DOCUMENT:
━━━━━━━━

Wednesday, July 11, 2007

as usual, Ga Ga Ga is dope

I don't know why I don't trust Spoon as easily as Mates Of State. Yes I do - poppy-ass keyboards and drums are hard to fuck up and easy to make great songs out of, so I preordered Bring It Back as soon as that shit was on the market. There are a select few groups whose records I will preorder, and I would've done it for Spoon's Gimme Fiction in 2004 except that I was on a school trip to NYC on the day it dropped, and I had the pleasure of buying it at Virgin in Times Square that night. Ani DiFranco, I think, screwed it up for me, because when I preordered Reprieve last year I wasn't ready for the big old alt-concepty kind of dark, dank Cask of Amontillado French, uh, wine storage cellar or what the fuck ever sound, and I still haven't listened to more than "Hypnotized" and "Decree". Actually I remember telling someone, "I'm not feeling that bleak right now." And the truth is that I don't want to get into that mood, and when I'm in it, I really don't want an instigator.

And I'm one of the folks who don't believe in "guilty pleasures" - if you like it and you think it's good, then you like it, you think it's good - so no one can ever make me feel bad for riding the Ani train for soooo damn long. You shouldn't be wasting your time trying to make people feel bad for the music they listen to in the first damn place.

Anyway, impulsively I started to preorder Ga Ga Ga Ga Ga but I stopped. I had the fifteen bucks or whatever, but I didn't want to get stuck with a piece of shit on my hands. And I'll comfortably call Spoon my favo(u?)rite band. I've been on that wagon since I was about 14 and at the end of my days, I'll take alternative/indie/rock over hip-hop, over funk, over "trip-hop" or whatever that's become, over trance, over Arabic pop and over Nina Simone - call me Caucasian, because I am - but I have this bratty kind of love-and-hate thing where I hate to listen to them for months, then I start again and it's like how did I live? Like a savage?

Ga Ga Ga, I streamed it from the free site Merge set up I think (I'm too lazy to get a link, boo) but I kind of drifted in and out of it. It sounded pre-Fiction, which shocked and awed me, but I've heard "Don't You Evah", "You Got Yr Cherry Bomb" (is it me or are these titles looking a little fucking Fall Out Boy, except they're making it indie-retro-cool) (and I do listen to FOB) and "Black Like Me" and I'm won. I warmed up to "The Underdog" in a big way. I think I'm going to pick the record up tonight and we're gonna get some alone time.

Thursday, July 5, 2007

4th of july ho-down

I can't remember what my whole stance was last year but yesterday I was really into the 4th of July, possibly for the first time. I'm at the age when every year I make a huge leap in terms of my maturity and kind of calm down a lot in terms of political beliefs and all that shazzy jazz. In emotions in general. I tend to overdo it. But having spent a good six months in Toronto with shitloads of immigrants - and I never got used to saying 'fob' which I thought was super offensive, but I did get used to calling folks 'brown' - it sounds pretty damn cliche but sadly it's the truth, that I don't think you can get a good grasp on the hulk of what the US stands for unless you've lived outside of it. And I only went to CANADA. Like almost barely across the border (but it takes a long time if you're not used to the superior Canadian road system, which assumes that its drivers are intelligently superior and just kind of figure out what to do when there's 700 lanes and 5 million exits in half a mile of expressway), and I only now have like a small gleam of appreciation for having been born an American to a family of Americans. I think the closest relatives I had from Europe were my paternal G-granddaddy from Croatia and my maternal G-grandmama from Austria. And we're totally assimmilated now.

━━━━━━━━

Data records

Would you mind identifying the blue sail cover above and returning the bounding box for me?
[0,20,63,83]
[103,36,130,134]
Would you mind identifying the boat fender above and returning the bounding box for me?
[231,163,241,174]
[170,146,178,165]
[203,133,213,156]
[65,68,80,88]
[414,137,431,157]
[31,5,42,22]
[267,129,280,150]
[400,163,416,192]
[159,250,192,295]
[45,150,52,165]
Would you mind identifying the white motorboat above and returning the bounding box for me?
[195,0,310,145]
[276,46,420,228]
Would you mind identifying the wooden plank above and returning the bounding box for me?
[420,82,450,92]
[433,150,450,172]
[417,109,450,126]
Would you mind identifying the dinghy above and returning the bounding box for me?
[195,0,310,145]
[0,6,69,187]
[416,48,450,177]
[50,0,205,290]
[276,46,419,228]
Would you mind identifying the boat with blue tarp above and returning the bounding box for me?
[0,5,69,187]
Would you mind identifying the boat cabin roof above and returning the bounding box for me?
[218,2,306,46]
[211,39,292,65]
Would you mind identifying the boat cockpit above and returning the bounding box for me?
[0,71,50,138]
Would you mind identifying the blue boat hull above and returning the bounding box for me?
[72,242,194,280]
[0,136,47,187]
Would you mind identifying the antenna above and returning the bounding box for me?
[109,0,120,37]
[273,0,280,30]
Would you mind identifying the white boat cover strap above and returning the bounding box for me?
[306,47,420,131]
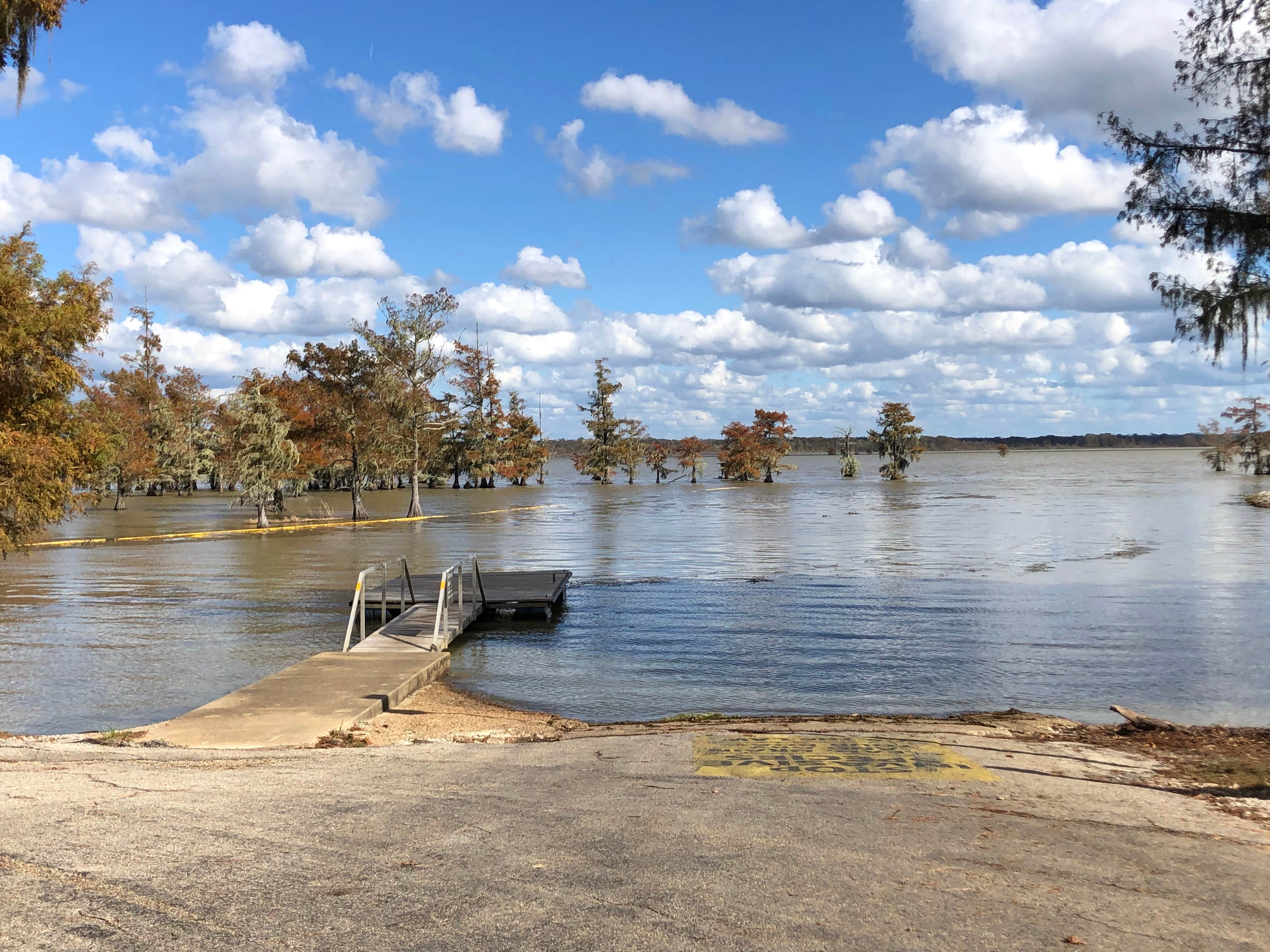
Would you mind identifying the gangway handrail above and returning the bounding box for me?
[431,556,485,651]
[342,556,415,651]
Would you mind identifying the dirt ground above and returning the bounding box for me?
[300,683,1270,825]
[319,682,588,748]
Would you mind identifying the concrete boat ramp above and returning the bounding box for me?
[147,557,573,748]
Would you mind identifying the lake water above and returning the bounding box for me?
[0,449,1270,732]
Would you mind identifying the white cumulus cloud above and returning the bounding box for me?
[329,72,507,155]
[231,214,401,278]
[547,119,688,196]
[908,0,1195,134]
[499,245,587,288]
[857,105,1129,236]
[93,126,163,166]
[582,72,785,146]
[679,185,904,247]
[203,20,309,96]
[455,282,569,334]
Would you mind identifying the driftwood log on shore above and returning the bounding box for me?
[1111,705,1190,731]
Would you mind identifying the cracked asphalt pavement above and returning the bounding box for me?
[0,725,1270,952]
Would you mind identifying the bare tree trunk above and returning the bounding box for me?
[405,433,423,518]
[349,437,371,522]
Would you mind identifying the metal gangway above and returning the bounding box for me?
[342,556,488,651]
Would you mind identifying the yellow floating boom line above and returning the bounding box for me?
[26,503,560,548]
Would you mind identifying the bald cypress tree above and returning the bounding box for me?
[1104,0,1270,366]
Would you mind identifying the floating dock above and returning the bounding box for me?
[149,557,573,748]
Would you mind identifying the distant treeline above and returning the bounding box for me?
[547,433,1213,457]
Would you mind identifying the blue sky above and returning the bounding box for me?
[0,0,1265,437]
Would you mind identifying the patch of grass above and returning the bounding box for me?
[86,727,146,748]
[314,727,371,749]
[653,711,724,723]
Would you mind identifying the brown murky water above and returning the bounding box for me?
[0,450,1270,731]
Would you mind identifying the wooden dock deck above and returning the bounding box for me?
[151,556,573,748]
[349,569,573,651]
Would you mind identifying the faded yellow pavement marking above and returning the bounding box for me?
[692,734,997,781]
[27,503,560,548]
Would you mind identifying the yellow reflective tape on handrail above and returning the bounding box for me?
[24,503,561,548]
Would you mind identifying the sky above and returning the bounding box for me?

━━━━━━━━

PROMPT A:
In the blog post, where did the writer buy Spoon's Gimme Fiction?
PROMPT B:
Edit the blog post: starting with the words "Ga Ga Ga, I" and ending after "some alone time.", write that part again with "tonight" changed to "tomorrow".

EXERCISE SOLUTION A:
At Virgin in Times Square.

EXERCISE SOLUTION B:
Ga Ga Ga, I streamed it from the free site Merge set up I think (I'm too lazy to get a link, boo) but I kind of drifted in and out of it. It sounded pre-Fiction, which shocked and awed me, but I've heard "Don't You Evah", "You Got Yr Cherry Bomb" (is it me or are these titles looking a little fucking Fall Out Boy, except they're making it indie-retro-cool) (and I do listen to FOB) and "Black Like Me" and I'm won. I warmed up to "The Underdog" in a big way. I think I'm going to pick the record up tomorrow and we're gonna get some alone time.